WRITTEN PROBLEM ▸ Output nothing but the lines from the line with "Question. For every instance of the mountain" through the end of the listing below, both ends included.

DATA TO USE ▸
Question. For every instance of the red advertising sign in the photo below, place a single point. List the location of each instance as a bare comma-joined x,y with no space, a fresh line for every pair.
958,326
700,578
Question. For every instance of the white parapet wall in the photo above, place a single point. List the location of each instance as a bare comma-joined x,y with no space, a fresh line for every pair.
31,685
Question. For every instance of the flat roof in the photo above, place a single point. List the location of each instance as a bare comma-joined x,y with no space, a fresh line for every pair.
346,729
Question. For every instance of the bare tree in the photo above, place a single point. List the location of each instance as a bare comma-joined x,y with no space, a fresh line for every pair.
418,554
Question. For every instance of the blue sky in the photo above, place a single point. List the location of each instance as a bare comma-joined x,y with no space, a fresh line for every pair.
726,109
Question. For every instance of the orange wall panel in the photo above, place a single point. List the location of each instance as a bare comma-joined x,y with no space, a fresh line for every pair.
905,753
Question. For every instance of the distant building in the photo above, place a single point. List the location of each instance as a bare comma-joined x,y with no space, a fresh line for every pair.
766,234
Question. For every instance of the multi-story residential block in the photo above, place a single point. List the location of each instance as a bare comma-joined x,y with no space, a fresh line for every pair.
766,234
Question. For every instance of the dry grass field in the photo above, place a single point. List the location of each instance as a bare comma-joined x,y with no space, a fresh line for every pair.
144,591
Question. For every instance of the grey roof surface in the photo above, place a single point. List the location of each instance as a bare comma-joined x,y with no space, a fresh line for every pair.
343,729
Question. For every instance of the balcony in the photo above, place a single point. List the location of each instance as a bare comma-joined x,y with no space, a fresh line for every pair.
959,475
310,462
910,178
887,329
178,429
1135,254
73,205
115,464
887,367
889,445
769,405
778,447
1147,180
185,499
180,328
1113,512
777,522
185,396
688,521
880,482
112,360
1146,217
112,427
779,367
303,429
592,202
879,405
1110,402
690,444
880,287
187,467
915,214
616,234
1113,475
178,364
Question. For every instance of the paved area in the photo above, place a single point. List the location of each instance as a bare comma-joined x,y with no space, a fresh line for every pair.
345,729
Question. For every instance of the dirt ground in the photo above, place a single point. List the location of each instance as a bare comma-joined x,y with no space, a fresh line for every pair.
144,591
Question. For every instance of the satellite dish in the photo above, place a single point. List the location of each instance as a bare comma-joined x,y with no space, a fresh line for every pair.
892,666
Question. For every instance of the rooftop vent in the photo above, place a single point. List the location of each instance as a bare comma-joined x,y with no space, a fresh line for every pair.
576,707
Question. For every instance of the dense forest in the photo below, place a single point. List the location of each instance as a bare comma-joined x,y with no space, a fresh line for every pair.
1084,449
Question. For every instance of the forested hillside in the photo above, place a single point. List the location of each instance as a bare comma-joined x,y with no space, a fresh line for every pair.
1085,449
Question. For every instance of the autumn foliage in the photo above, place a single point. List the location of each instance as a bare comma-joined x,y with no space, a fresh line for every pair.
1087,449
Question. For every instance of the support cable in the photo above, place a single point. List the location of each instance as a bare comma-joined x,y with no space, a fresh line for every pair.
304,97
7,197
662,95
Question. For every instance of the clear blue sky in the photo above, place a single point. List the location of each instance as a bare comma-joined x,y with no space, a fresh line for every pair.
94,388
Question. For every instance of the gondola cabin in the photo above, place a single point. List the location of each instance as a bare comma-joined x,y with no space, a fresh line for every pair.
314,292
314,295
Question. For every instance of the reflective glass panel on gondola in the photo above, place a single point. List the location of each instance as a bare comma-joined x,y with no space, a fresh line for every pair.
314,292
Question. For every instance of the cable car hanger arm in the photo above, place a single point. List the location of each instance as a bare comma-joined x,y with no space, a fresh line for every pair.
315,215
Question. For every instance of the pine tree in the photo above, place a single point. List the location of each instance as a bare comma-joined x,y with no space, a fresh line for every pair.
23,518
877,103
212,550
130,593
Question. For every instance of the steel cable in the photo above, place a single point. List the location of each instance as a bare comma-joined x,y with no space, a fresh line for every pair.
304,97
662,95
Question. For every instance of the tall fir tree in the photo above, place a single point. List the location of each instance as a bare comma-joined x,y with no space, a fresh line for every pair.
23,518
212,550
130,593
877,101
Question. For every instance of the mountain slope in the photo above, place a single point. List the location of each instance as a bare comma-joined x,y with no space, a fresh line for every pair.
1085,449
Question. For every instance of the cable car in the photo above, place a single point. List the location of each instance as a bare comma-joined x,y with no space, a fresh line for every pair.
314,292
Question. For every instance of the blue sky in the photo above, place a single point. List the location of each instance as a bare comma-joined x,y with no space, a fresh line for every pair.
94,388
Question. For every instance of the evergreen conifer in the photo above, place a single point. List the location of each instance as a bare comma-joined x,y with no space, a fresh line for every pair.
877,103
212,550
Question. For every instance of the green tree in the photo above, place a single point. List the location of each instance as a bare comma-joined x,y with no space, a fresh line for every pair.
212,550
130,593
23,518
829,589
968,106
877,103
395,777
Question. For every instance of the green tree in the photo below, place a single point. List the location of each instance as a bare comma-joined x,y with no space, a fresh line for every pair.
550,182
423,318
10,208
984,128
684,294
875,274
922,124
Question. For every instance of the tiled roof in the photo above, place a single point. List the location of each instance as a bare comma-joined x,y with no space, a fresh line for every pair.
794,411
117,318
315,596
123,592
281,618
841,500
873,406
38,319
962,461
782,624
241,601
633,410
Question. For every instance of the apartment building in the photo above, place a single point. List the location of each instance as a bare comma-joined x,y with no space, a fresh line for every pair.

FINISHED EXERCISE ▸
Question. For every instance of the mountain slope in the photo above, place a single point. List the location of each instance as a bare comma-joined x,y with no space, a fresh line for every pair.
1085,449
Question. For every instance of the cable car in the photo above, place a single point. List the location of each instance as a bare comma-joined x,y with no space, a fresh line for every pair.
314,292
Question. For every instance of the blue sky in the photo above, place a single point. List the location of each instance as a bare comma-joined x,y with no space, a fresh line for every pair.
94,388
Question. For every instance of the evergreen conifer in the photo above, place a single point. List the location of each instance as a bare comma-joined x,y with no space, a fresh line for every pair.
877,103
212,550
Question. For every instance of the green tree in the photo above, place a single point. List the location of each instance as a bare comma-joined x,y with no space, a fresh line for every pair.
212,550
130,593
23,518
829,589
968,106
877,103
395,777
Question. For every instance of the green tree in the photo below, place a single point. List the location of each instance as a bare comma-joined x,y with no space, a fresh line for every pair.
550,182
423,318
10,208
984,128
684,294
875,274
922,124
Question. For every instance of the tiled roof in the photo above, place a single point. List the location of each instance as a bare comma-joined x,y with no space, a fresh line for every pair.
794,411
117,318
315,596
123,592
281,618
841,500
873,406
38,319
962,461
782,624
241,601
633,410
Question. For every instance of the apartment building in the photo above, place a single point. List the location of each instance as a bare comma-joined x,y with no space, a fresh line for every pair.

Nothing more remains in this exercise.